## Instructions to follow
Reproduce every entry exactly, without alteration.

Excerpts of location labeling data:
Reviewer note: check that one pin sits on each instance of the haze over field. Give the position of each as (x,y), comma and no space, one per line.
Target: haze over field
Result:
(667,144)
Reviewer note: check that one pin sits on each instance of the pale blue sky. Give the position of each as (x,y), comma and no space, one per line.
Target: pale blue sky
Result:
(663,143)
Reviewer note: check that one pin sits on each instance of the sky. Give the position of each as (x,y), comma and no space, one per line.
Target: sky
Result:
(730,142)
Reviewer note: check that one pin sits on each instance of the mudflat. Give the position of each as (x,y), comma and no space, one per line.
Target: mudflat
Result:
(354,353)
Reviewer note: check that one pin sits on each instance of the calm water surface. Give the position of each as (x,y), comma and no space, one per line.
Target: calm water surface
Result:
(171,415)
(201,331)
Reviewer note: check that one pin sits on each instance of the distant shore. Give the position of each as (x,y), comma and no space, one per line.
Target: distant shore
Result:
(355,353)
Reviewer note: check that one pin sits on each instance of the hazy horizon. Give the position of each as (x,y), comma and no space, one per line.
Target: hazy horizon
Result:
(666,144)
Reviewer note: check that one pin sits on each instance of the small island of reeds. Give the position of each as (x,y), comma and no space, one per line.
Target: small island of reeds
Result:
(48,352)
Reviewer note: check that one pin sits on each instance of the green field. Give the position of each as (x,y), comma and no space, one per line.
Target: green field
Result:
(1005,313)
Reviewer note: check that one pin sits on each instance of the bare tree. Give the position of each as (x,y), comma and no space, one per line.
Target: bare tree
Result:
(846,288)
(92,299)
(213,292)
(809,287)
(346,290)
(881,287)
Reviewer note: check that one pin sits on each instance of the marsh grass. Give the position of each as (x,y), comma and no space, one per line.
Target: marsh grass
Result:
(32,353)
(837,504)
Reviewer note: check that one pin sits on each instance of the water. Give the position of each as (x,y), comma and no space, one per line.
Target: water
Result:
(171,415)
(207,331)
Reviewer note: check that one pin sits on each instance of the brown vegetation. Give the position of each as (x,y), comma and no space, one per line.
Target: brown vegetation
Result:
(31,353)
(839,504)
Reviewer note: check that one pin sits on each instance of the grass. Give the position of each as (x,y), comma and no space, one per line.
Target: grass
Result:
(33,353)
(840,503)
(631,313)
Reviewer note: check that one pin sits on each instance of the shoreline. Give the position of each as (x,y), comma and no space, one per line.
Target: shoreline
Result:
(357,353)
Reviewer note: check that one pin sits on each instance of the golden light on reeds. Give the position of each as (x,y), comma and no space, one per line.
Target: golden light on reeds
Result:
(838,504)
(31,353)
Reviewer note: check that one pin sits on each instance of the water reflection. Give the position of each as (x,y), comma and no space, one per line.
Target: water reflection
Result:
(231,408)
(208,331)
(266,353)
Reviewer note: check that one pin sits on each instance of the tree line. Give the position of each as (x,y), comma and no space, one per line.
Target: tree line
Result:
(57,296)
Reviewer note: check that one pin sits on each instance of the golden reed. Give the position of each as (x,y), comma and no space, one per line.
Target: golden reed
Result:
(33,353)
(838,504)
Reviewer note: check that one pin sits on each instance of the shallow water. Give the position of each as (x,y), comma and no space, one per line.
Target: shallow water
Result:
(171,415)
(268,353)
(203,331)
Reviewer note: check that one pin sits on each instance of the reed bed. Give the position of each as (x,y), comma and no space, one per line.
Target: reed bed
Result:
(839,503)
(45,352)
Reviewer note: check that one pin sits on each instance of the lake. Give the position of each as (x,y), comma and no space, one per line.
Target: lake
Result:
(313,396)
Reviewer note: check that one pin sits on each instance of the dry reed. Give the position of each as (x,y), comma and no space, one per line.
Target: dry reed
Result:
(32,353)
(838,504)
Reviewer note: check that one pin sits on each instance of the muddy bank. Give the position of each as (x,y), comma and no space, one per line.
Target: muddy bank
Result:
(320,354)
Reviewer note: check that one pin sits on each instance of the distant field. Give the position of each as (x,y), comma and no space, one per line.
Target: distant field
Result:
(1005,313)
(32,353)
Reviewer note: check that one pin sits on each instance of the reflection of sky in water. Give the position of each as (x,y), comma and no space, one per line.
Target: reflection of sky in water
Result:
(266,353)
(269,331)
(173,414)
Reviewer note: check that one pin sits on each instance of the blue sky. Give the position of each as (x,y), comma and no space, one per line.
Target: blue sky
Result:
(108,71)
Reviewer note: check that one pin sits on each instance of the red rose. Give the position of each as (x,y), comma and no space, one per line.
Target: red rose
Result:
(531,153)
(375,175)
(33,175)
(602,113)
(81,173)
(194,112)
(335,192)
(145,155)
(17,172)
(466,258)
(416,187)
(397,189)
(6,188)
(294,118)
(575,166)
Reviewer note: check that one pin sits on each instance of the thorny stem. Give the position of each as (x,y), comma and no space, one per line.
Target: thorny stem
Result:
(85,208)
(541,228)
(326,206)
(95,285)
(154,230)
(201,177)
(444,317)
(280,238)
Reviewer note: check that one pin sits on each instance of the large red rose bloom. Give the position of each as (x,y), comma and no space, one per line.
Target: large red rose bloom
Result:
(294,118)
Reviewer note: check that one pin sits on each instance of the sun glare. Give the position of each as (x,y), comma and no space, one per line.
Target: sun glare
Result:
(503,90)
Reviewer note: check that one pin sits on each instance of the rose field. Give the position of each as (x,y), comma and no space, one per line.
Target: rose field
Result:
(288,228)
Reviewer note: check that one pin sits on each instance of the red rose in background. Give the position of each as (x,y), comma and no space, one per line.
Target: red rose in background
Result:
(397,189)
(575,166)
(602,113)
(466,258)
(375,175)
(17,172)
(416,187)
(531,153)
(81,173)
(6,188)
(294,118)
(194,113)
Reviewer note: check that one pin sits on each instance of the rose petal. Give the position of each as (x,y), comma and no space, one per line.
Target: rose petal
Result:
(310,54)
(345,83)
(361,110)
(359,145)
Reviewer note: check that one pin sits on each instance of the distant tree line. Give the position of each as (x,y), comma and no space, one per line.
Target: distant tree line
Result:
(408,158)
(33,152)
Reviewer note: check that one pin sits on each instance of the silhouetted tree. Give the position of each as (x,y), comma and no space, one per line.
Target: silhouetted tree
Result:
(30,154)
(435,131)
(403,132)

## Exercise result
Reviewer note: check that one pin sits on each instance of the haze over field. Give the position of each as (x,y), comma and no space, one per line.
Target: haze over field
Result:
(667,144)
Reviewer note: check that one pin sits on each instance of the pale blue sky. Give the position of each as (x,y), comma and no space, one per line.
Target: pale blue sky
Result:
(663,143)
Reviewer note: check that one pin sits on each instance of the sky. Give the position of each as (x,y), comma and no space, one per line.
Target: sky
Result:
(730,142)
Reviewer note: check that one pin sits on each instance of the mudflat. Give the position of each as (x,y), comma and no space, one per line.
Target: mudflat
Result:
(354,353)
Reviewer note: check that one pin sits on each instance of the calm water surface. Give the position of each as (x,y), comma and no space, one per line.
Target: calm water surface
Result:
(171,415)
(201,331)
Reviewer note: check that one pin sits on each instance of the distant shore. Give the position of each as (x,y), comma and no space, one per line.
Target: distant shore
Result:
(355,353)
Reviewer note: check that one pin sits on each instance of the hazy horizon. Give the position of each as (x,y), comma and no space, one per line.
Target: hazy horizon
Result:
(666,144)
Reviewer note: check that one pin sits on each instance of the small island of reeds. Give the position of each as (x,y), comma and no space, one per line.
Target: small island of reeds
Result:
(48,352)
Reviewer note: check that one pin sits on each instance of the green field. Give the position of each as (x,y), comma and no space, one per line.
Target: green field
Result:
(1005,313)
Reviewer note: check that one pin sits on each instance of the bare tree. Give the position of each as (x,y), comma and no space, one per line.
Target: bare tree
Result:
(846,288)
(92,299)
(213,292)
(809,287)
(346,290)
(881,287)
Reviewer note: check that one pin sits on each instance of the marsh grass. Give the position of each as (x,y), comma and no space, one per line.
Target: marsh grass
Result:
(32,353)
(837,504)
Reviewer note: check that one pin sits on each instance of the water. Give the position of each as (x,y), comma and no space, one per line.
Target: water
Result:
(171,415)
(207,331)
Reviewer note: check that one pin sits on each instance of the brown vegetation. Give the position of each as (x,y), comma and no space, one per line.
Target: brown vegetation
Result:
(31,353)
(839,504)
Reviewer note: check that one pin sits on each instance of the grass. Give the position of each as (x,y), comma and no space, one per line.
Target: grass
Result:
(33,353)
(840,503)
(631,313)
Reviewer note: check that one pin sits on each instance of the shoreline. Give the position of each as (x,y), comma and no space, one per line.
Target: shoreline
Result:
(357,353)
Reviewer note: check that one pin sits on each instance of the golden light on reeds. Give the position of each as (x,y), comma and no space, one per line.
Target: golden light on reeds
Result:
(838,504)
(31,353)
Reviewer note: check that one pin sits on each instance of the water reflection. Give the position of each as (x,y), comma and no space, one per line.
Target: water reflection
Result:
(231,408)
(208,331)
(266,353)
Reviewer note: check that one pin sits on each instance of the tree line. Give the position of each as (x,y), comma and no space, one per line.
Target: tree line
Result:
(57,296)
Reviewer note: check that one pin sits on each instance of the golden reed. Give the position of each as (x,y), comma and no space, one per line.
Target: golden reed
Result:
(33,353)
(838,504)
Reviewer note: check that one pin sits on each instance of the shallow water. Give the position of each as (x,y), comma and no space, one per line.
Target: shallow water
Result:
(171,415)
(268,353)
(203,331)
Reviewer note: check that one pin sits on each instance of the reed bed. Give the position of each as (x,y), comma and no space, one per line.
Target: reed bed
Result:
(839,503)
(45,352)
Reviewer note: check that one pin sits on each instance of the lake. Give the position of each as (x,y), comma and no space, one per line.
Target: lake
Result:
(313,396)
Reviewer note: check that one pin sits on each instance of the dry reed. Give the position of each as (x,y), comma and no space, one per line.
Target: dry reed
Result:
(32,353)
(838,504)
Reviewer note: check that one pin sits on each instance of the muddy bank. Give the position of each as (x,y), comma and no space, one per line.
Target: muddy bank
Result:
(320,354)
Reviewer note: check that one pin sits on each instance of the distant field. Give the position of each as (x,y), comma and no space, one per line.
Target: distant field
Result:
(1005,313)
(32,353)
Reviewer note: check that one pin sits on each instance of the reflection of sky in water. Give the position of each as (x,y), comma and no space, one per line.
Target: reflection of sky in water
Result:
(266,353)
(269,331)
(173,414)
Reviewer note: check that one pin sits on each instance of the blue sky. Give the position of each as (x,y), comma and no space, one per line.
Target: blue sky
Result:
(108,71)
Reviewer note: check that one pin sits on each instance of the red rose. Give the position of each as (x,y), comma and no space, one per line.
Target: red rose
Result:
(531,153)
(375,175)
(33,175)
(602,113)
(81,173)
(194,112)
(335,192)
(145,155)
(17,172)
(466,258)
(416,187)
(397,189)
(6,188)
(294,118)
(575,166)
Reviewer note: check that one pin sits on each instance of the thorny stem. Give the position of each as (x,y), comma and no space, one per line.
Target: thorny stem
Result:
(85,208)
(541,228)
(326,206)
(95,285)
(154,230)
(201,177)
(444,317)
(280,238)
Reviewer note: check that one pin sits on each instance of the large red rose bloom. Give the position of each as (x,y), comma and no space, one per line.
Target: large red rose bloom
Result:
(294,118)
Reviewer note: check that one pin sits on each instance of the sun glare. Give the position of each as (x,y), comma and no space, one per line.
Target: sun glare
Result:
(503,90)
Reviewer note: check that one pin sits on each instance of the rose field. Give the position of each as (x,y), comma and no space, one per line.
Target: rose field
Result:
(288,228)
Reviewer note: check that one pin sits on each instance of the red rose in background. Give the position of each as (x,y), comma and no space, one per line.
Target: red rose in background
Result:
(397,189)
(575,166)
(602,113)
(466,258)
(375,175)
(17,172)
(416,187)
(531,153)
(81,173)
(6,188)
(294,118)
(194,113)
Reviewer note: check that one pin sits on each instance of the rose petal. Give the position of each as (x,y), comma and no space, one per line.
Target: rose petal
Result:
(310,54)
(345,83)
(361,110)
(359,145)
Reviewer note: check that one pin sits on each instance of the distant tree line. Give the position of each as (x,y), comma and no space, one per line.
Target: distant tree line
Result:
(408,158)
(33,152)
Reviewer note: check that one pin sits on each instance of the silhouetted tree. Give the position of each as (x,y), comma and no space, one per line.
Target: silhouetted tree
Result:
(30,154)
(435,131)
(403,132)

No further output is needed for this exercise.